EXCERPTED RECORDS:
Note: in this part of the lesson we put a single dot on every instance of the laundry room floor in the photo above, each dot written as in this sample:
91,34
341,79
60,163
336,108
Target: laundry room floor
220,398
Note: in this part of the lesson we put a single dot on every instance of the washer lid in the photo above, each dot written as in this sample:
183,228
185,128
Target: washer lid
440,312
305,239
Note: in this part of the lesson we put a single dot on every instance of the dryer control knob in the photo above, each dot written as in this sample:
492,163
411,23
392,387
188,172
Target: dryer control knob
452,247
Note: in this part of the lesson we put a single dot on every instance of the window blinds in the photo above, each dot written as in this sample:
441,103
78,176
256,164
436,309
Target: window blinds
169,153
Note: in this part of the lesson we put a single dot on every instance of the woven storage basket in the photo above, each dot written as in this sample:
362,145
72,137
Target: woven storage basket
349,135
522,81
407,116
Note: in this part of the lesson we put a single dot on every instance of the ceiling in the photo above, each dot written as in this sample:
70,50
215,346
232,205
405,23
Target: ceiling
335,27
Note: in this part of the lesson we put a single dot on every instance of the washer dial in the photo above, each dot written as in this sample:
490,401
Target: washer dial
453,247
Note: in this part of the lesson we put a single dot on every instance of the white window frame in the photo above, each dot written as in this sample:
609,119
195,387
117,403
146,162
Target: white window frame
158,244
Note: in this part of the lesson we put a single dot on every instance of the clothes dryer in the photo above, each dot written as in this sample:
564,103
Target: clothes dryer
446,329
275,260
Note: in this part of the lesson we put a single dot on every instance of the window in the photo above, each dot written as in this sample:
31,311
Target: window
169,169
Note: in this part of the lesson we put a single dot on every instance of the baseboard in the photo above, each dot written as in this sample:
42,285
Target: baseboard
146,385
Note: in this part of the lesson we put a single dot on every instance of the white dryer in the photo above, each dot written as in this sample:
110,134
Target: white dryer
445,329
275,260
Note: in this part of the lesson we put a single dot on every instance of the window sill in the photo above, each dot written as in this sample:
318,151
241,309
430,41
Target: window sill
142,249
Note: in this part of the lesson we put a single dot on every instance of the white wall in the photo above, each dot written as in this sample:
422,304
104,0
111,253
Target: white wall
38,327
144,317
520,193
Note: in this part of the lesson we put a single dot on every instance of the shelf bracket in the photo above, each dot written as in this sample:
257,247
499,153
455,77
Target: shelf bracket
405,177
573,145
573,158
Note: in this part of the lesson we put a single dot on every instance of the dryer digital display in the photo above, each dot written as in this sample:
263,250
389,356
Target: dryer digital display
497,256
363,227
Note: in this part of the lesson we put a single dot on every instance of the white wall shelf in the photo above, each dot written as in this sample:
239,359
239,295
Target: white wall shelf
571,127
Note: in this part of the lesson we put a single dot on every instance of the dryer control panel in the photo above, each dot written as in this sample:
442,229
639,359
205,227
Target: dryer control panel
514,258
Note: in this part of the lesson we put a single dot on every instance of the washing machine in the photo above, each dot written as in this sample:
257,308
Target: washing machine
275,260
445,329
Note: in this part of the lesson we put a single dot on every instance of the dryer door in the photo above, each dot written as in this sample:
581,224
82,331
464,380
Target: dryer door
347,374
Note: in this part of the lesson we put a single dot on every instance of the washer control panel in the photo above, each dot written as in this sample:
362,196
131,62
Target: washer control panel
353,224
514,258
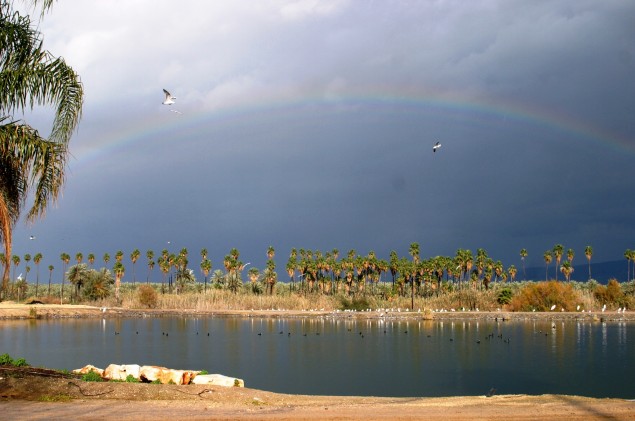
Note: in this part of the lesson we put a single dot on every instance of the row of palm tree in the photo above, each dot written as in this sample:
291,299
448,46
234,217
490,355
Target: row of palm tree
326,272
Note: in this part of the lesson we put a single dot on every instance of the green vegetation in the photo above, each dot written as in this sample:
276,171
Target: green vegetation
5,359
330,281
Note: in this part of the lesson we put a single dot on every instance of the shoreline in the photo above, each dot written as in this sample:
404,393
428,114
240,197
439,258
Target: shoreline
16,311
31,397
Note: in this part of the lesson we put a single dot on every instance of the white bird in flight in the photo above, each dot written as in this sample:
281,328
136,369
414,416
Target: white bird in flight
169,99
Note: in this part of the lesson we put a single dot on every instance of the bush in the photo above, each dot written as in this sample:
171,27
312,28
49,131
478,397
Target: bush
540,296
612,295
147,296
504,296
5,359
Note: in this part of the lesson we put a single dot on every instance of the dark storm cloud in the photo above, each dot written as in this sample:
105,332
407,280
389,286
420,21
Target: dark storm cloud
301,128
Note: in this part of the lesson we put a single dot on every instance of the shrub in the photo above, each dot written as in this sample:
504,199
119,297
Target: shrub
147,296
504,296
5,359
20,362
612,294
354,304
540,296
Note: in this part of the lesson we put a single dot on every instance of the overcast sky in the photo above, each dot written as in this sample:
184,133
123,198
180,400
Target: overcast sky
310,124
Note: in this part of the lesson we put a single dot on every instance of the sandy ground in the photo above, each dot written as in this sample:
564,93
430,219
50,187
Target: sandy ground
48,396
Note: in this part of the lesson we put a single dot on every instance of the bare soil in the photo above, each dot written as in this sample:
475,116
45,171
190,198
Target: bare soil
28,393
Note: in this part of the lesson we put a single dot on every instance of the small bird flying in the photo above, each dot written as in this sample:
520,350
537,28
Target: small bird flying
169,99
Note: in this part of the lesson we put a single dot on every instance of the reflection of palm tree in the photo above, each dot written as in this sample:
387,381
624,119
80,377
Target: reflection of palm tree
32,76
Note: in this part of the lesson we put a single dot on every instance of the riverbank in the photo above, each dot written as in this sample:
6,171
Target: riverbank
29,395
10,310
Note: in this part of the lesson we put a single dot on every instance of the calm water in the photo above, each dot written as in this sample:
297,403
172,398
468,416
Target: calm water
346,357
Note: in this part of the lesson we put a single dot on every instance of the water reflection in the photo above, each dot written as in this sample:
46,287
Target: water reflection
348,356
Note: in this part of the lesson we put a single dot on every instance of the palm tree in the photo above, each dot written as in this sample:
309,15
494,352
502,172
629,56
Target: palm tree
119,271
51,267
150,257
36,260
567,269
32,166
548,259
588,252
16,262
558,249
27,259
206,267
133,257
65,258
512,272
523,254
77,275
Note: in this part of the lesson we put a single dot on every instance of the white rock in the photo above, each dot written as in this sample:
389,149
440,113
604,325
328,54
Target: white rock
218,380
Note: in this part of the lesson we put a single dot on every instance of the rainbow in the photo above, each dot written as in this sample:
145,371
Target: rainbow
481,112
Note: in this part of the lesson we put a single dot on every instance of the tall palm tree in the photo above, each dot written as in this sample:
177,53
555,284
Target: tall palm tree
65,258
51,267
523,254
36,260
558,250
570,255
119,271
548,259
150,257
31,166
567,269
134,255
206,267
588,252
27,259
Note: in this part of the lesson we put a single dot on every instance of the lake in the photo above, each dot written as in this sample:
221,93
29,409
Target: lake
326,356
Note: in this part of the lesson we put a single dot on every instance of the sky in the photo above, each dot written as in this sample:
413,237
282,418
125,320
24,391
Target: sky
310,124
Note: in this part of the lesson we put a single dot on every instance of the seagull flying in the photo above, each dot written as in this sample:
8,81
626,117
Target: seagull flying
169,99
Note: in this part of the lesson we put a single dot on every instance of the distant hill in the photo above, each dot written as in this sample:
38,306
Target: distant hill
601,272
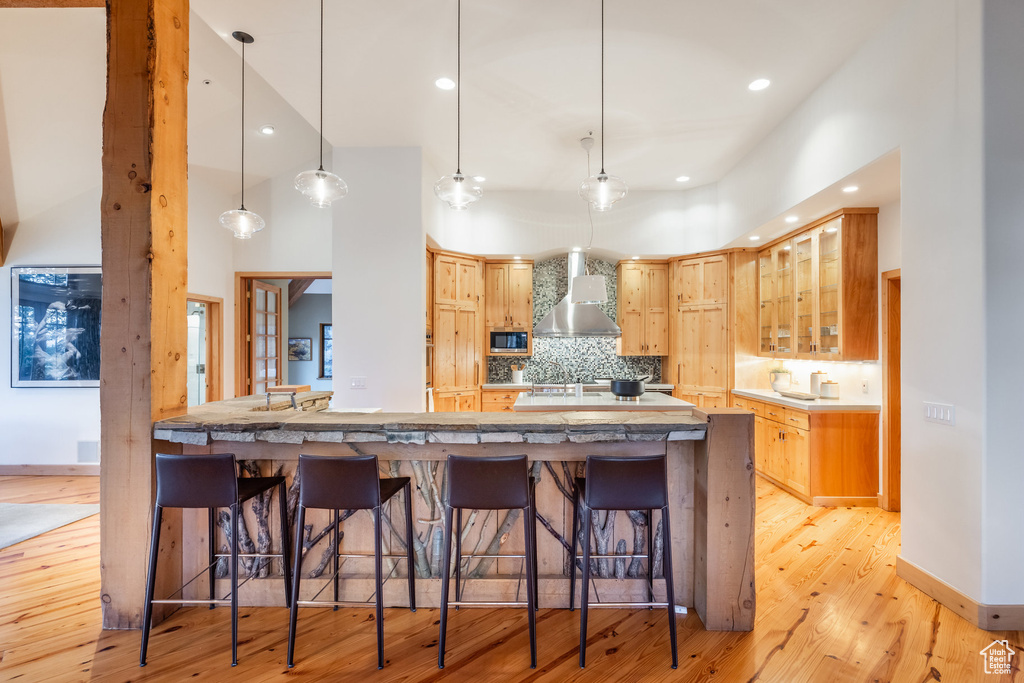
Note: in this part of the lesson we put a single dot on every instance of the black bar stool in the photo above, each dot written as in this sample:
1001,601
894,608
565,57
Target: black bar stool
210,481
501,482
348,482
623,482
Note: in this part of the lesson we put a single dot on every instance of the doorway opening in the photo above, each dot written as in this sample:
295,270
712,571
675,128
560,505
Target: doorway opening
890,499
205,348
278,330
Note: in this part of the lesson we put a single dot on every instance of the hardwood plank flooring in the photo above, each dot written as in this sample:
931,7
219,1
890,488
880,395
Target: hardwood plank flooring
829,608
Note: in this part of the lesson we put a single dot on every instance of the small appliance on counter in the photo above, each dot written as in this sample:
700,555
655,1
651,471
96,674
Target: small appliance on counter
828,389
509,341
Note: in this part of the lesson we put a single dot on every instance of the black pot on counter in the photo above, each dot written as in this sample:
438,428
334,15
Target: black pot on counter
629,388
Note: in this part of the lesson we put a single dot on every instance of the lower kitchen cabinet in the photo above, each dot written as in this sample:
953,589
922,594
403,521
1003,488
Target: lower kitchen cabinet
498,400
701,398
821,457
457,401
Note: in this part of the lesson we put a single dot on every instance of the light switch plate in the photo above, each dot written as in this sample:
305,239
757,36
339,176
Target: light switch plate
942,414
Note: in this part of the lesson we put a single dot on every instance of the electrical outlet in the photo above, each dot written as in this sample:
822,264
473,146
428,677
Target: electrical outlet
942,414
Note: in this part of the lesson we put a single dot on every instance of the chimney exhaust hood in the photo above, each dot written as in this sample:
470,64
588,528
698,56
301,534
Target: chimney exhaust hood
577,319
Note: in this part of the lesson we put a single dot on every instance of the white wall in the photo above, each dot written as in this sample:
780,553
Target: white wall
916,86
1003,515
44,426
646,223
379,280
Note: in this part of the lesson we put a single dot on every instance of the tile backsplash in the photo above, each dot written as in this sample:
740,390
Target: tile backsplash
584,357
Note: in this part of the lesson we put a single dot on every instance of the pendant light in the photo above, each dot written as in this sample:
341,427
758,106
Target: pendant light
602,190
321,186
243,223
458,190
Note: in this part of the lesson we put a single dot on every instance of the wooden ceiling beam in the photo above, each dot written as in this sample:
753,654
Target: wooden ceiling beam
295,289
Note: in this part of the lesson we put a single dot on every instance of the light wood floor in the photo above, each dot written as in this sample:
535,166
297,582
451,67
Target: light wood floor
829,608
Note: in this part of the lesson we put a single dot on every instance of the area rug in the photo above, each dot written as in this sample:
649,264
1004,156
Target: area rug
20,521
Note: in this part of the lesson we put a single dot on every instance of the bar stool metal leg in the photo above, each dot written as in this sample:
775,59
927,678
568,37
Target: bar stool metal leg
296,578
445,573
585,589
669,584
379,582
151,582
235,585
213,558
409,547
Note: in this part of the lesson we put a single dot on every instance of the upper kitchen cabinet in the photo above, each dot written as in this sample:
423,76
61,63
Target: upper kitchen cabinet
457,281
642,291
818,291
509,295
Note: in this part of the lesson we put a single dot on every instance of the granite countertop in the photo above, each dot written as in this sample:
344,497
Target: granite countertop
598,400
835,404
241,420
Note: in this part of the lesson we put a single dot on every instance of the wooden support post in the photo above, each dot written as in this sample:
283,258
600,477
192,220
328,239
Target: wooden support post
144,246
723,524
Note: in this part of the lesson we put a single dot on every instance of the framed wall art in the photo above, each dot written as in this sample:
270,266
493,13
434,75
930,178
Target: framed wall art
55,313
300,348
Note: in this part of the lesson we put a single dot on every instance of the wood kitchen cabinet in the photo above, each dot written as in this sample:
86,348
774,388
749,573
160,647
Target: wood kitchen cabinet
457,332
699,356
818,291
642,303
821,457
509,298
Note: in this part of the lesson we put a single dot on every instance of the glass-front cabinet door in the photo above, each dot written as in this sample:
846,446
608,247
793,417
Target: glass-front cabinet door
783,300
804,265
829,290
766,288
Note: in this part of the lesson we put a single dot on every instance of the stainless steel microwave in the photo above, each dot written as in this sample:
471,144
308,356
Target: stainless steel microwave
511,341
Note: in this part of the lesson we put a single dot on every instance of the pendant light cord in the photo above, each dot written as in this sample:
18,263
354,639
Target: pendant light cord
322,85
243,173
458,94
602,87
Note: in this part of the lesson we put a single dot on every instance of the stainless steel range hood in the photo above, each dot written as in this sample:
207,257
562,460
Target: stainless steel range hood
577,319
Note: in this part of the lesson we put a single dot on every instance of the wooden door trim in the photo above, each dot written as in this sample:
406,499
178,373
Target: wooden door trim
889,498
214,344
242,281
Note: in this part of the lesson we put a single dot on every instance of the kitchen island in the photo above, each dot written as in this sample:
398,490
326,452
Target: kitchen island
711,484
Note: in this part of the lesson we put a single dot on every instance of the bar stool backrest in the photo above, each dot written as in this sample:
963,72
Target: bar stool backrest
347,482
197,481
487,482
624,482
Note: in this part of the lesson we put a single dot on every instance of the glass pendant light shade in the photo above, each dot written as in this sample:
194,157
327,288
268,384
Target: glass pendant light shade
321,186
602,190
589,289
243,223
458,190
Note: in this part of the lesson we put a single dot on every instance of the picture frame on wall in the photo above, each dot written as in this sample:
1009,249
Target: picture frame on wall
300,348
327,351
55,325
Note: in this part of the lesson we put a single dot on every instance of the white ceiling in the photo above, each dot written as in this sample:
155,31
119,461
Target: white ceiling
677,72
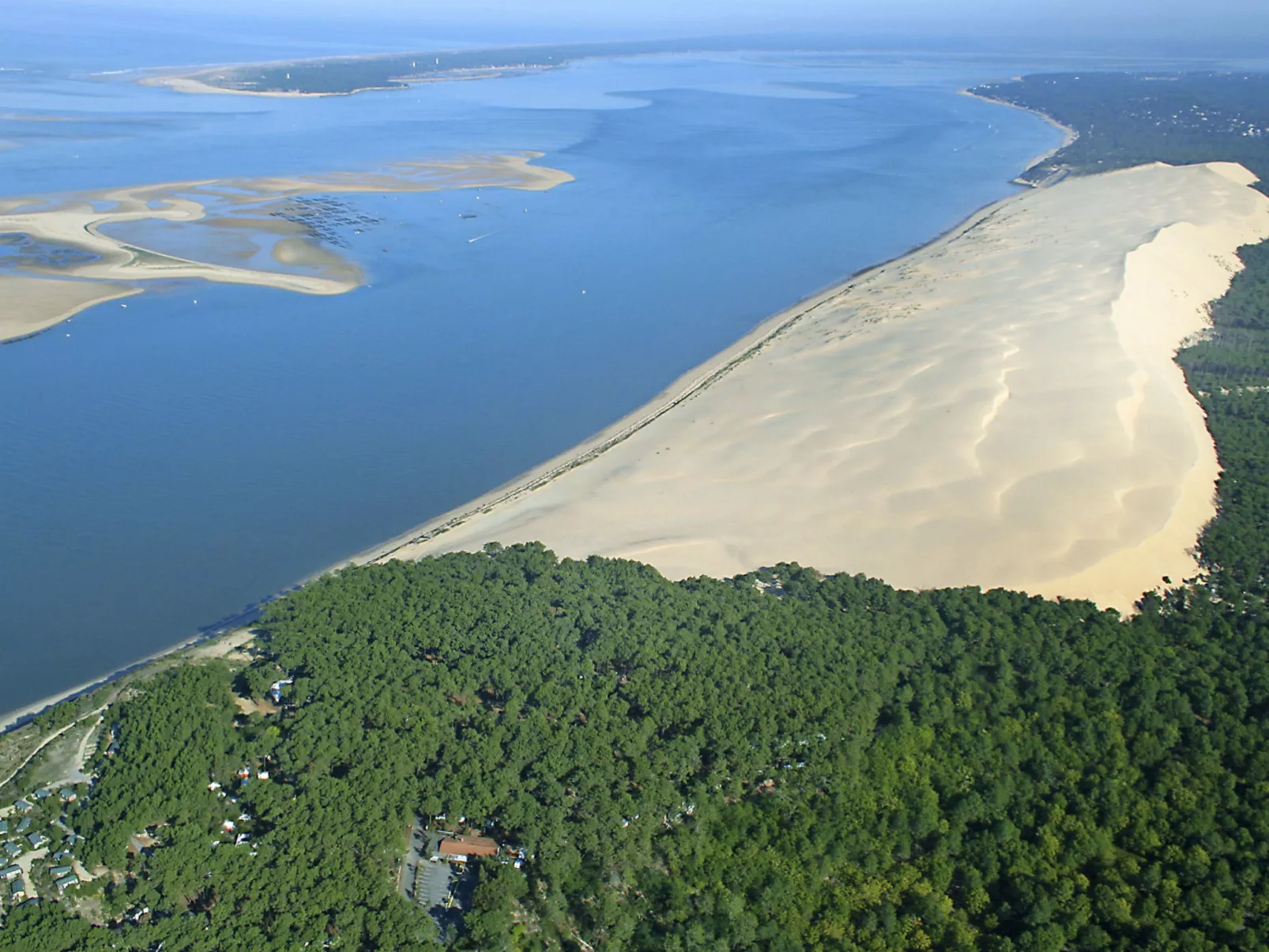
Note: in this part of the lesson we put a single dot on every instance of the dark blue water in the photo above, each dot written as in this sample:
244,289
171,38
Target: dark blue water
171,462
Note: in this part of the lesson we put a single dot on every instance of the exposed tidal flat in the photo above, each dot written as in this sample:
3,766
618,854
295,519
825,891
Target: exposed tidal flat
168,464
65,258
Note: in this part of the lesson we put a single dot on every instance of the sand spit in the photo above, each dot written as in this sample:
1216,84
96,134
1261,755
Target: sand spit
1000,408
66,254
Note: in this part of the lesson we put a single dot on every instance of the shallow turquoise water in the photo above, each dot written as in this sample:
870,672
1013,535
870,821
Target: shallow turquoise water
168,464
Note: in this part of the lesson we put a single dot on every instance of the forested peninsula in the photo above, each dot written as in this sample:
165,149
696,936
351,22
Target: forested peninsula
779,761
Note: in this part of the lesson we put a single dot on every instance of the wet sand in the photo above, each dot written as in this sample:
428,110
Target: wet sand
1001,408
71,262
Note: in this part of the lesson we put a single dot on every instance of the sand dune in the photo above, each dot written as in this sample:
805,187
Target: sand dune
66,259
1000,408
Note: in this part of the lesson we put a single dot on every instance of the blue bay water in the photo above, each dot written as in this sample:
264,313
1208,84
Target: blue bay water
171,462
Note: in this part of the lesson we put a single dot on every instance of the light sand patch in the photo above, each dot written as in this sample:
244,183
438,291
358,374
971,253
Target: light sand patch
32,305
1000,409
66,238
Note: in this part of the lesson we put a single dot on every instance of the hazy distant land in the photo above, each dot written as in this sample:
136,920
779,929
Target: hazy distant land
345,75
1000,408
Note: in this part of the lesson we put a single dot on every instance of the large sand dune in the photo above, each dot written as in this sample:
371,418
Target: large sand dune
1000,408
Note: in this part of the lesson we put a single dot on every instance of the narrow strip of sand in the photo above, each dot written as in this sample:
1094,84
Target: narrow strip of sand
1000,408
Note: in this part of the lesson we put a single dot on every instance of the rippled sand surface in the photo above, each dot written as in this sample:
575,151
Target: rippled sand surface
66,253
1000,408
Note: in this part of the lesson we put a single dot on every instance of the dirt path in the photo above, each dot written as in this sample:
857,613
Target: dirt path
48,740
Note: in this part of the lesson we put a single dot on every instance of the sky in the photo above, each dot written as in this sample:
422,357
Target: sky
538,19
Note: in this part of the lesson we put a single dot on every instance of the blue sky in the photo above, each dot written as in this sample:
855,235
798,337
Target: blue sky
542,19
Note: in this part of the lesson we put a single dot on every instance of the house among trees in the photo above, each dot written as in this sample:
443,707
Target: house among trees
460,849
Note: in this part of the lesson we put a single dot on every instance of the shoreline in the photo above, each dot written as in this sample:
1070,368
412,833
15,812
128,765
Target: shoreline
680,390
1069,135
22,716
683,389
1001,408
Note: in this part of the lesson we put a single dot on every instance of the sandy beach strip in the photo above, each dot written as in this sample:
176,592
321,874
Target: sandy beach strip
1000,408
33,305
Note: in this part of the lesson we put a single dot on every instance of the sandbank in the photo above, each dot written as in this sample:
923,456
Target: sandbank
65,236
1001,408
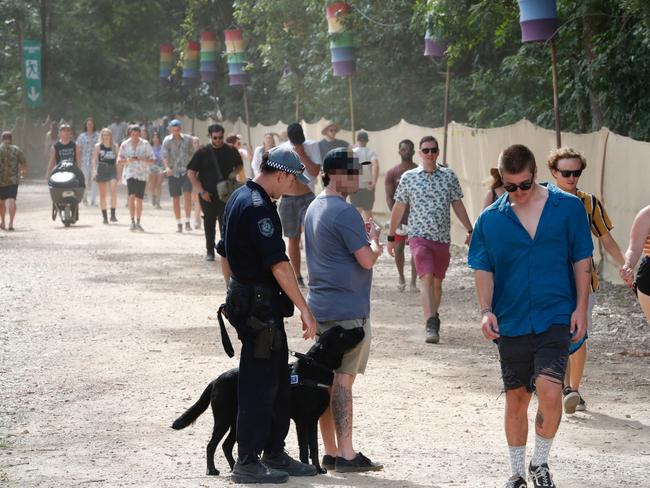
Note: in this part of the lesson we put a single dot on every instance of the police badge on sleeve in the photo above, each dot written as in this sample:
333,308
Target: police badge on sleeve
266,227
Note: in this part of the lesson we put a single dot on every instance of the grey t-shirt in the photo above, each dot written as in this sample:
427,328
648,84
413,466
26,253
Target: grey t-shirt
339,288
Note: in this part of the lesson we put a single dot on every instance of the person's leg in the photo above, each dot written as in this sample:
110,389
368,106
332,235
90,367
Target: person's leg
427,297
399,262
644,301
341,406
11,208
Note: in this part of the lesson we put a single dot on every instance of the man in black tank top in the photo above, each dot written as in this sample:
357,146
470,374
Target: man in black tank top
64,149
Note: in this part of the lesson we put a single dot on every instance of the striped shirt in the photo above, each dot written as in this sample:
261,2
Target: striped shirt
599,223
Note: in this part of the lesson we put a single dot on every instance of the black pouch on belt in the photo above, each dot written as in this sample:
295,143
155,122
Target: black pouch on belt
267,337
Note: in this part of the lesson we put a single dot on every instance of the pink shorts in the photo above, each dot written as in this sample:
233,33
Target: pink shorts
430,257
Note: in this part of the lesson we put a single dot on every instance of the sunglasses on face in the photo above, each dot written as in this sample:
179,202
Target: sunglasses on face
566,173
523,186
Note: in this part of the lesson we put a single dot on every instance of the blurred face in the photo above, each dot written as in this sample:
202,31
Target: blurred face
217,139
568,174
519,186
406,152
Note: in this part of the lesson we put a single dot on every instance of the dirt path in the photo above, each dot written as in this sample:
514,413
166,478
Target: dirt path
105,339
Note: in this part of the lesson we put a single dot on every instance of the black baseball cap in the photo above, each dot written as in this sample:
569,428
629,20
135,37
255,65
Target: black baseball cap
341,158
295,133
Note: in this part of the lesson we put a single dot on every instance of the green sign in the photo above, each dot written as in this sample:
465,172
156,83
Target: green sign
32,71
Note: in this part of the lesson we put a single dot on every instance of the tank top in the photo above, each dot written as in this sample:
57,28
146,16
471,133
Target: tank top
106,155
65,151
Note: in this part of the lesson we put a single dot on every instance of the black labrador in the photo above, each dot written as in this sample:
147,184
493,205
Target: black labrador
310,377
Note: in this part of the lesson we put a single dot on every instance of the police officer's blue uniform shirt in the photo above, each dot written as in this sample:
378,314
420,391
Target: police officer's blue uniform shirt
252,235
534,284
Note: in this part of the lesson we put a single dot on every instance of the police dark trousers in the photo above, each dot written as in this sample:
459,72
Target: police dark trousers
212,213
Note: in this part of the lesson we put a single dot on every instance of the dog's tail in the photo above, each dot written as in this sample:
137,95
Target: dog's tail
193,413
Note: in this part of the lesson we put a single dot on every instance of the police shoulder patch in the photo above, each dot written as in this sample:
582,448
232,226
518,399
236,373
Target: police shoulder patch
258,201
266,227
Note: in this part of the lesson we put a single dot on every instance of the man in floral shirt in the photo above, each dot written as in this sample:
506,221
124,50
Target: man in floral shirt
430,191
12,167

TASK DESCRIPTION: Scale everything from the row containing "floral shirt in" down to the last of the rows, both ends included. Write all of those rows out again, multiplying every point coordinate in the answers by 1.7 and rounding it to a whole number, with halves rounded up.

RESULT FOR THIS TASK:
Note: in this part of the lesson we put a single dot on every instance of the man in floral shirt in the photo above, each dot written as in this sample:
506,221
124,50
Target: man in floral shirt
731,325
20,284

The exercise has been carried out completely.